Task to carry out =>
Retyping all the entries exactly is the whole task.
──────── Information provided ────────
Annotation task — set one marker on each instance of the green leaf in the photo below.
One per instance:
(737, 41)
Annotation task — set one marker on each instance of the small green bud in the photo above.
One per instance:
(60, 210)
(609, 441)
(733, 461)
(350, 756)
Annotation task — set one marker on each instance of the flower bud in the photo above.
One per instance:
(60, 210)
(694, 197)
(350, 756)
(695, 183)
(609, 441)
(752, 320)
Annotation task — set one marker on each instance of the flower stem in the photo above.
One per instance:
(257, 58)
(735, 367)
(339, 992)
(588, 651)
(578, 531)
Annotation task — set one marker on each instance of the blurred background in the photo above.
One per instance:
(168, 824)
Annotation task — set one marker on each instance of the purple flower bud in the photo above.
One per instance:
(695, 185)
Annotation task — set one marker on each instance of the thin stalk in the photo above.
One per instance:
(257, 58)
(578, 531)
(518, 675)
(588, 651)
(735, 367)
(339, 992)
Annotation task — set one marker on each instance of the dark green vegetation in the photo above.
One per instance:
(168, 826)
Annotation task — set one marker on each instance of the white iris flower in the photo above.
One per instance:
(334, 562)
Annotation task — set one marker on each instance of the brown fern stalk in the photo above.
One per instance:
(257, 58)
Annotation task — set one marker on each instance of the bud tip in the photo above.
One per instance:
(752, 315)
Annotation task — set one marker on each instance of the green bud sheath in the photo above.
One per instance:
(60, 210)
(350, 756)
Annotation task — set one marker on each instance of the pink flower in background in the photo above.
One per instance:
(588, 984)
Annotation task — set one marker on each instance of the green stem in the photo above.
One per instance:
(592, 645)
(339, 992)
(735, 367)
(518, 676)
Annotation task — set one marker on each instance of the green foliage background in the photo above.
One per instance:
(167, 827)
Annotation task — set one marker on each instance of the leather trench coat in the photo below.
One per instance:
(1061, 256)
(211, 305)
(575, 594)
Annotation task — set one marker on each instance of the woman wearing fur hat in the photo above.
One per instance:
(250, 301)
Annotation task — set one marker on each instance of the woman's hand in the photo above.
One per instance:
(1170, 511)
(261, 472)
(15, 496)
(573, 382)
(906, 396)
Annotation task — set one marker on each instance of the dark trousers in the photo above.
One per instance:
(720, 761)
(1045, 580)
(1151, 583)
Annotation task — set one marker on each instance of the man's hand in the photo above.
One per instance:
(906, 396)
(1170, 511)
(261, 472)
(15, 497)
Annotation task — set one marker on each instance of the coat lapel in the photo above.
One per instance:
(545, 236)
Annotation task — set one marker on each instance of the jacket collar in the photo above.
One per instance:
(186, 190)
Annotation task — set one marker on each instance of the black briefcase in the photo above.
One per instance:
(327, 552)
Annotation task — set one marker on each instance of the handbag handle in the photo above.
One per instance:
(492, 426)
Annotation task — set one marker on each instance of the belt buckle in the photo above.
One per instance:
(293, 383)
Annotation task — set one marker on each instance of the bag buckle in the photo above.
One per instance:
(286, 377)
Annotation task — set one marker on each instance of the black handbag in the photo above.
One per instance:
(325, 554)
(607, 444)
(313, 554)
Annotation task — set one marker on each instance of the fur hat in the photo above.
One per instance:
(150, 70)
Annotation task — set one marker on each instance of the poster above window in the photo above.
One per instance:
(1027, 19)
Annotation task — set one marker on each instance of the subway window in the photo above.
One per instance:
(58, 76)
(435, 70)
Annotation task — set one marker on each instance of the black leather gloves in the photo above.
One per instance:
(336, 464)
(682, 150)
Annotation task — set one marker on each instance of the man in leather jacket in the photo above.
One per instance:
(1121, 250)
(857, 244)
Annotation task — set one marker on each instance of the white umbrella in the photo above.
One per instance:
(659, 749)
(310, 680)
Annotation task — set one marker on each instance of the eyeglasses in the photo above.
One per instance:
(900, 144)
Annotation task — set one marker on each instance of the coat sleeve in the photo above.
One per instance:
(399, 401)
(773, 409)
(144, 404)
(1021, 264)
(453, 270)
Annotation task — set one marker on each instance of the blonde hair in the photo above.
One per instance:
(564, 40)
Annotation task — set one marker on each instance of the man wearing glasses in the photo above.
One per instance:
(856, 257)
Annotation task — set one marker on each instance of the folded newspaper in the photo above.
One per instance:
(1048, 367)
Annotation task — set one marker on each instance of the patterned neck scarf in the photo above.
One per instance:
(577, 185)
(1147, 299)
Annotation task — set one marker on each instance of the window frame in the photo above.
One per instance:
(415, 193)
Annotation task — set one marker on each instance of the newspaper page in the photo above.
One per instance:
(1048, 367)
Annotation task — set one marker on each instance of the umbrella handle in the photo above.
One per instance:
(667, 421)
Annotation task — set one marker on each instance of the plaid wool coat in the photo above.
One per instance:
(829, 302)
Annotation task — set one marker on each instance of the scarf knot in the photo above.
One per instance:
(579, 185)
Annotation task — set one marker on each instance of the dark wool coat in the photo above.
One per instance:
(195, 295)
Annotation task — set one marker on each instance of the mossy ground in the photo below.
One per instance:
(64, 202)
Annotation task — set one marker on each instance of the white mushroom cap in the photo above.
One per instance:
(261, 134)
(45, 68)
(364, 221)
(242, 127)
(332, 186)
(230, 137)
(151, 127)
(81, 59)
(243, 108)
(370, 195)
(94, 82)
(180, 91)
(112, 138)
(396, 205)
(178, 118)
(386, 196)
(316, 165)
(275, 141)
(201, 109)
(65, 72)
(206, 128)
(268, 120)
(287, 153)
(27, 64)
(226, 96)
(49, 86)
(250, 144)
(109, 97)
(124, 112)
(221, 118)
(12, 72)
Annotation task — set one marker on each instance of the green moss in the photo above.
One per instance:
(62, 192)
────────
Response area =>
Annotation task — set one marker on each instance of the green leaf in the photo below.
One per instance:
(737, 41)
Annotation task — set one marker on each instance of the small green bud in the photo above.
One per instance:
(60, 210)
(609, 441)
(733, 461)
(350, 756)
Annotation task — set one marker on each instance of the flower bud in the photo above.
One per instance:
(60, 210)
(694, 197)
(350, 756)
(695, 183)
(609, 441)
(752, 320)
Annotation task — set one marker on each instance of the flower stem in the photo above.
One per instance:
(257, 58)
(735, 367)
(339, 992)
(588, 651)
(578, 531)
Annotation task — set one marker on each instance of the blurred background in the photo above.
One per instance:
(168, 824)
Annotation task — set one marker on each instance of the purple flower bud in the photo above.
One per instance:
(695, 185)
Annotation task — set one marker on each instance of the thin stalk in the photo above.
One per instance:
(257, 58)
(578, 531)
(518, 675)
(588, 651)
(735, 367)
(339, 992)
Annotation task — set one marker on each instance of the dark green vegetation in the photo above.
One per instance:
(168, 826)
Annotation task — set one marker on each instance of the white iris flower in the photo above.
One per instance:
(334, 562)
Annotation task — set one marker on each instance of the brown fern stalk in the photo above.
One per instance:
(257, 58)
Annotation task — set one marker on each instance of the bud tip in the photo above.
One per instance:
(752, 315)
Annotation task — set one marker on each instance of the green bud sheath in the photo above.
One per instance:
(60, 210)
(350, 756)
Annotation task — set one marker on each instance of the pink flower in background in the photo above.
One per instance:
(588, 984)
Annotation task — set one marker on each instance of the green stem in the photo above.
One per instance:
(592, 645)
(339, 992)
(735, 367)
(518, 676)
Annotation task — set one marker on each instance of the green foliage background in the photo above.
One per instance:
(167, 827)
Annotation task — set one marker on each instance of the leather trench coat in the photo below.
One per instance:
(1061, 256)
(211, 305)
(575, 594)
Annotation task — set one marker on each instance of the woman wearing fur hat in the photo above.
One per instance:
(250, 301)
Annotation task — set one marker on each instance of the woman's hand in the photo above.
One per instance:
(1170, 511)
(261, 472)
(15, 496)
(573, 382)
(906, 396)
Annotation task — set one marker on each instance of the dark trousers in the photo above.
One per instance:
(720, 761)
(1045, 580)
(1151, 583)
Annotation task — set one marker on each instance of the man's hand in the photo above.
One per instance:
(906, 396)
(1170, 511)
(261, 472)
(15, 497)
Annotation task — set one marker on each instance of the coat lapel in the photo above.
One per instance:
(545, 236)
Annotation task — set one marker on each instance of the jacket collar in the photo above.
One per instance:
(186, 190)
Annotation task — set one marker on each instance of the black briefcase in the photo above.
One per instance:
(327, 552)
Annotation task — set one marker on each instance of the handbag handle in the photo above.
One per instance:
(492, 426)
Annotation task — set one marker on each instance of the belt buckle in the photo above.
One per instance:
(293, 383)
Annotation task — set one marker on each instance of the bag buckle in the photo above.
One per instance:
(286, 377)
Annotation task — set one marker on each instance of the black handbag in the photo above.
One per instance:
(325, 554)
(607, 444)
(313, 554)
Annotation task — set one marker on each instance of the fur hat in the photo above.
One per instance:
(150, 70)
Annotation task — set one marker on each instance of the poster above window in the photo above.
One per instance:
(1027, 19)
Annotation task — set one marker on each instance of the subway window in the photo above.
One per instance:
(58, 76)
(435, 70)
Annotation task — set one marker on each instance of the black leather gloves in the photo above.
One per instance:
(336, 464)
(682, 150)
Annotation task — set one marker on each instance of the man in leather jacket in the photo above.
One per instance:
(1121, 250)
(857, 244)
Annotation task — set one marker on each instance of the white umbrella in the photo above.
One per instance:
(659, 749)
(310, 680)
Annotation task — set one marker on each instance of the eyeglasses in the photo above.
One per instance:
(900, 144)
Annotation task — set one marker on each instance of the coat sleeve in the photo above.
One per instance:
(399, 401)
(773, 409)
(144, 404)
(1021, 264)
(453, 270)
Annotation task — set one marker on each instance of the blonde hair in the photo above.
One per instance:
(564, 40)
Annotation task — set one marker on each instance of the man wearing glasses in the photo above.
One per instance:
(856, 257)
Annotation task — set one marker on each instance of the folded newspaper in the photo above.
One per instance:
(1048, 367)
Annotation task — set one marker on each instance of the patterned neck scarf in the photo above.
One per instance:
(577, 185)
(1147, 299)
Annotation task — set one marker on each instance of the window frame in the photo above.
One per instance:
(415, 193)
Annotation task — set one marker on each instance of the newspaper page in the photo above.
One per instance:
(1048, 367)
Annotation task — set one marker on each instance of the umbrella handle in the photo above.
One per instance:
(667, 421)
Annotation task — set one marker on each instance of the plaid wool coat in the photo above.
One per instance:
(829, 302)
Annotation task — set one marker on each instance of the scarf knot in the photo above.
One per instance:
(579, 185)
Annotation task — set one marker on each instance of the dark wool coat in the photo above.
One per instance:
(195, 295)
Annotation task — set one marker on each instance of the mossy ground in the photo below.
One per instance:
(64, 202)
Annotation task — set one marker on each instance of the white mushroom cap in the photo above.
One per instance:
(261, 134)
(45, 68)
(364, 221)
(242, 127)
(332, 186)
(230, 137)
(151, 127)
(81, 59)
(243, 108)
(370, 195)
(94, 82)
(180, 91)
(112, 138)
(396, 205)
(178, 118)
(386, 196)
(316, 165)
(275, 141)
(201, 109)
(65, 72)
(206, 128)
(268, 120)
(287, 153)
(27, 64)
(226, 96)
(49, 86)
(250, 144)
(109, 97)
(124, 112)
(221, 118)
(12, 72)
Annotation task — set one marker on each instance of the green moss in the photo above.
One per instance:
(62, 192)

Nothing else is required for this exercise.